> **Excerpt to read**:
Six on Saturday: Disturbance

Disturbance: N. An interruption to a peaceful and settled condition; a disruption of healthy functioning.

Hardy Begonia grandis is ready to bloom. This pot of seedlings grows in a protected spot on the patio. Even so, it is attacked by Virginia creeper, ivy, mint, and its neighbors on a regular basis.

Perhaps gardening is, by definition, disturbance to the existing ecosystem of the land around our homes and on our allotments. We, the humble gardeners, serve as the apex predators, the megafauna in our own domain. That rather casts things into a different light, does it not?

For all of the years I’ve been grousing about the deer grazing our Hydrangeas and other shrubs, I didn’t fully understand that plants and animals live in symbiosis. The plants need pruning and thinning and the garden responds favorably, over time, to disruption.

Guy Shrubsole’s book about The Lost Rainforests. remaining in the United Kingdom led me to Isabella Tree and Charlie Burrell’s book, The Book of Wilding- A Practical Guide to Rewilding Big and Small. Tree and Burrell have been ‘rewilding’ their Knepp Estate, inherited from Burrell’s family, since around 2002. Their land contains some of the remaining rainforest, and they have been learning by experience the most effective ways to restore the natural ecosystem on their land. Shrubsole writes about his visit to Knepp Estate, and their use of ponies, pigs and cows to help restore the natural vegetation. It sounds counter-intuitive, doesn’t it?

This book is helping me to look beyond the immediate damage herbivores cause by their grazing to see the bigger picture of how they help to shape the environment over time. Since our land is too small to bring in ponies or pigs, I’m left with the hungry deer, voles, turtles and bunnies, who rather like sheep, will do tremendous damage to woody and herbaceous plants. But given the opportunity and a favorable environment, the plants will produce abundant new growth to replace what was eaten, or pruned away. Or at least that is the theory…

It was wicked hot here, yesterday. I came out to water a bit just before sunset, and found a favorite pot of white flowering dragonwing Begonia over on its side, more than half of its branches eaten away. It had been whole and upright on Friday morning.

This particular pot was grazed previously, along with another planting of the same Begonia. In both cases, the plants recovered quickly with abundant growth. They remain smaller than the same Begonia grown safely out of reach in a hanging basket, but they have survived. I moved the overturned pot to a safer location on the patio, watered it, and will likely move it to a more protected spot.

The series of photos shows the Begonia before and after grazing. The third photo is the other planting that was grazed a few weeks ago, and the fourth is a close up of the bloom in a hanging basket. For the record, the Hydrangea cutting growing in the larger planter beside the Begonia was grazed hard at the same time yesterday.

Our Hydrangeas are hit hard by the deer every year. Yet stubbornly, I keep growing them and keep looking for new ways to protect them. This series of photos shows a bloom of native oakleaf Hydrangea quercifolia beginning to turn pink. It is high enough to be above the reach of deer. The next photo shows new foliage growing to replace what was recently grazed on that shrub, and the next photos show other native Hydrangeas blooming as they recover from grazing earlier this year. The last photo is showing the first ever blossoms on a H. paniculata that I planted bare root several years ago. I plan to prune it hard this coming winter, expecting to get even more flowers next summer.

> **List of tasks**:
- 1) List the animals that the gardening post says the writer is left with, since the land is too small to bring in ponies or pigs.
- 2) Carry the gardening post forward from its final sentence.

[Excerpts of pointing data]
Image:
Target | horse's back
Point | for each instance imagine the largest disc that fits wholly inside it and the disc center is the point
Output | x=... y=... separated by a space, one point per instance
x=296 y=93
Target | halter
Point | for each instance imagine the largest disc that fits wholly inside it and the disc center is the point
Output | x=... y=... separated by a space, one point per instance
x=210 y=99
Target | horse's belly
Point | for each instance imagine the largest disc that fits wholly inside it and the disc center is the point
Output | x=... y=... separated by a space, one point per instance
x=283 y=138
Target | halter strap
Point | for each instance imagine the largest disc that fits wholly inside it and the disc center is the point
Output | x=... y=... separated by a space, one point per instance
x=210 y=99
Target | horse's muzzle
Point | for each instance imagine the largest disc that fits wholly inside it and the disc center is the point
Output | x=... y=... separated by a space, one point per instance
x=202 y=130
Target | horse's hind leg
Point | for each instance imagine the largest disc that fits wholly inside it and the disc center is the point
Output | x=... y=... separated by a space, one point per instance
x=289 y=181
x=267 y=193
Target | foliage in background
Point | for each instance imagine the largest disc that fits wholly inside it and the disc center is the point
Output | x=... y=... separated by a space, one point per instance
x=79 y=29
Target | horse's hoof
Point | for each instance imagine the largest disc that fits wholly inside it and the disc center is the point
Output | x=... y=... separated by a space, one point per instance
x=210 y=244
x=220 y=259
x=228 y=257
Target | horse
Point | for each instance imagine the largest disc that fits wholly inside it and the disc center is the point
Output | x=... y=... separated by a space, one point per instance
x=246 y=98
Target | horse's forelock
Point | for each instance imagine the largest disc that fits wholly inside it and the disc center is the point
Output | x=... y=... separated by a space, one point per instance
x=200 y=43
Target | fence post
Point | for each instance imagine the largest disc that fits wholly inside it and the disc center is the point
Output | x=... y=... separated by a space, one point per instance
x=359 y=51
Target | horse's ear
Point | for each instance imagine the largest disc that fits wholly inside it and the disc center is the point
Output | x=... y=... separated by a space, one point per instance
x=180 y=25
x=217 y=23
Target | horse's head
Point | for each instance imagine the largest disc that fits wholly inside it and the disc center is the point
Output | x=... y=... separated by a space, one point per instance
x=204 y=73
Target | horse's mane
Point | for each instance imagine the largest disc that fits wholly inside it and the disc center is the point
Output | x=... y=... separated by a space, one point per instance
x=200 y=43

> **Final answers**:
- 1) Deer, voles, turtles, bunnies

- 2)
Sometimes, the disruption comes from my own carelessness. Last Saturday, I finished planting out a group of hybrid Salvias that have wonderful large, pink flowers. This will be the third or fourth summer I’ve grown this tender Salvia with great results. I picked up the last few pots from the garden center earlier this month so the plants were very root-bound.

Fast-forward to Tuesday morning, when I was tidying up with the string trimmer, and a slip of the wrist rendered the newly planted Salvia sheared as well as a sheep could have done it. I collected the stems and got them into water right away to root. Now, I’m waiting to see whether this sheared Salvia blooms better than the several others planted without severe ‘pruning.’ Time will tell…

The second Salvia in this group is ‘Mystic Spires,’ one of my absolute favorite drought-tolerant Salvias. It is a hybrid of the ever-faithful S. farinacea ‘Victoria Blue,’ and a magnet for pollinators. This is another newly planted ‘late season’ addition struggling with our heat. I know it rained Thursday night and Friday morning, yet the plant was this wilted by Friday evening. I’ve since pruned off its flowers and deeply watered it. It requires care until its roots establish, and then it will be very tough.

The weather is a frequent disturbance that brings change to our garden. I am trying to move beyond classifying ‘change’ as good or bad, and rather just remain neutral and cheerful in the face of what comes. The other books I’m reading this week are updated, edited versions of the writings of Epictetus (The Manual) and Marcus Aurelius (The Meditations) compiled by Sam Torode. Taking a stoic view helps reduce the drama of responding to ‘disruption’ and ‘change.’ Reading these four books together enriches the experience and wisdom of each of them.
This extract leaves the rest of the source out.